▶ What the task requires:
In the forum thread about shared music, what tuning is the Soloway Gosling guitar in?

▶ Text:
<<<<

That was beautiful! Its a shame that the fretless is not heard much these days. I have always like that sound! Great job!


----------



## EADG

Slooky said:


> That was beautiful! Its a shame that the fretless is not heard much these days. I have always like that sound! Great job!


Thank you Slooky


----------



## elgoulin

Wanna share my friedns band music, I think they are cool!


----------



## Slooky




----------



## Peel Ferrari

New song!


----------



## Guncho

Peel Ferrari said:


> New song!


Constructive feedback
Jees those high hats are bright and loud
Would have been more believable if the singer had a mic on a stand. Everyone else is doing the "live performance" thing except her.


----------



## Mooh

For Christmas.
My usual first or second take, guerrilla style production.


----------



## paraedolia

My main gig is with this singer songwriter. Mostly we play as a duo, but added a cellist (although this song is just bass and vocals, cellist on backing vox along with the banjo player from one of my other projects). Here's the latest video from the album released last summer.


----------



## apixamonkey

Check out my experimental music/EP here


----------



## Ronniedblues

Here’s an original song on acoustic guitar “Right Between The Eyes” Ronnie Douglas


----------



## Twiz

Here’s a vid of my band performing live off the floor at Jukasa Recording Studio outside Hamilton Ontario last summer.


----------



## Guncho

Twister said:


> Here’s a vid of my band performing live off the floor at Jukasa Recording Studio outside Hamilton Ontario last summer.


You guys sound great.


----------



## Twiz

Guncho said:


> You guys sound great.


Thanks for checking it out!


----------



## Mark Brown

Well, it ain't my sound, but it sounds great.
Really clean recording too it is a really good mix. Tip your hat to your engineer for me would ya.

Thanks for sharing that. I enjoyed it.


----------



## Twiz

Brunz said:


> Well, it ain't my sound, but it sounds great.
> Really clean recording too it is a really good mix. Tip your hat to your engineer for me would ya.
> 
> Thanks for sharing that. I enjoyed it.


Thanks, the engineers at Jukasa did a great job, and I actually mixed this in my studio.


----------



## Ronniedblues




----------



## Jim Soloway

I wrote this just as I was getting ready to move back to Canada in 2013 after 25 years in the US. It has steadily evolved since then (and gone through a few changes in the title) as we continued to move. I finally got more serious about the piece when we returned to Canada once again, this time from Mexico in 2020. After all those moves over those years we finally seem to have made a home in Dartmouth Nova Scotia. 

The guitar I'm playing is a Soloway Gosling (made by my old company in 2011). It's tuned down to D standard. I recorded it in Reaper using the Custom 57 amp model in Scuffham's wonderful S-Gear amp suite plug-in. 

And for those who are interested, I finally seem to be closing in on a sequel to Bare Handed, the album I released in 2012. Hopefully I'll be able to say something more definitive on that front soon.

>>>>

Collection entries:
<<<<

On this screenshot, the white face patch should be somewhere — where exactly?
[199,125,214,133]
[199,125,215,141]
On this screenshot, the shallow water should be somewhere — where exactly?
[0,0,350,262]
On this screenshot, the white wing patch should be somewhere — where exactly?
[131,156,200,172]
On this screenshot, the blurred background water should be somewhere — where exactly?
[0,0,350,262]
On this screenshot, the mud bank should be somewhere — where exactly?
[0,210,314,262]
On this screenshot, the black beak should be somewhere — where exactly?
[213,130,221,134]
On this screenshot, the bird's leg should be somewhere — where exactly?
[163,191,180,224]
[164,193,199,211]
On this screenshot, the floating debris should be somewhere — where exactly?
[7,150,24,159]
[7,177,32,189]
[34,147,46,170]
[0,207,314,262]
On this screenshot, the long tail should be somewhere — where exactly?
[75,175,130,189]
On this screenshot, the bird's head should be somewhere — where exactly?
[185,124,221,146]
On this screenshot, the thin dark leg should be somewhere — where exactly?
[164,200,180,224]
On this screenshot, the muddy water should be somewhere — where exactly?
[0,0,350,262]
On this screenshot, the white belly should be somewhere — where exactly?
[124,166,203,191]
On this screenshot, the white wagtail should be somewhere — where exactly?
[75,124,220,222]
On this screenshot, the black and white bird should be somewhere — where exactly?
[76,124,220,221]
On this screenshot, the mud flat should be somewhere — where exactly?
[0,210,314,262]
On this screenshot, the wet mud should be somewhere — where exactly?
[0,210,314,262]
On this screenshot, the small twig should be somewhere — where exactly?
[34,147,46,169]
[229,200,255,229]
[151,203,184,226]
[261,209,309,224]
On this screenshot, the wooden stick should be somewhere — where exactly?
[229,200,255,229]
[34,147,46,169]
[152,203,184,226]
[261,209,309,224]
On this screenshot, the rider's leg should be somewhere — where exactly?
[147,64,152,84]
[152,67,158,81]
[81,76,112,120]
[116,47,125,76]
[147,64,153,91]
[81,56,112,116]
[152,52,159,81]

>>>>

▶ Answer space:
D standard.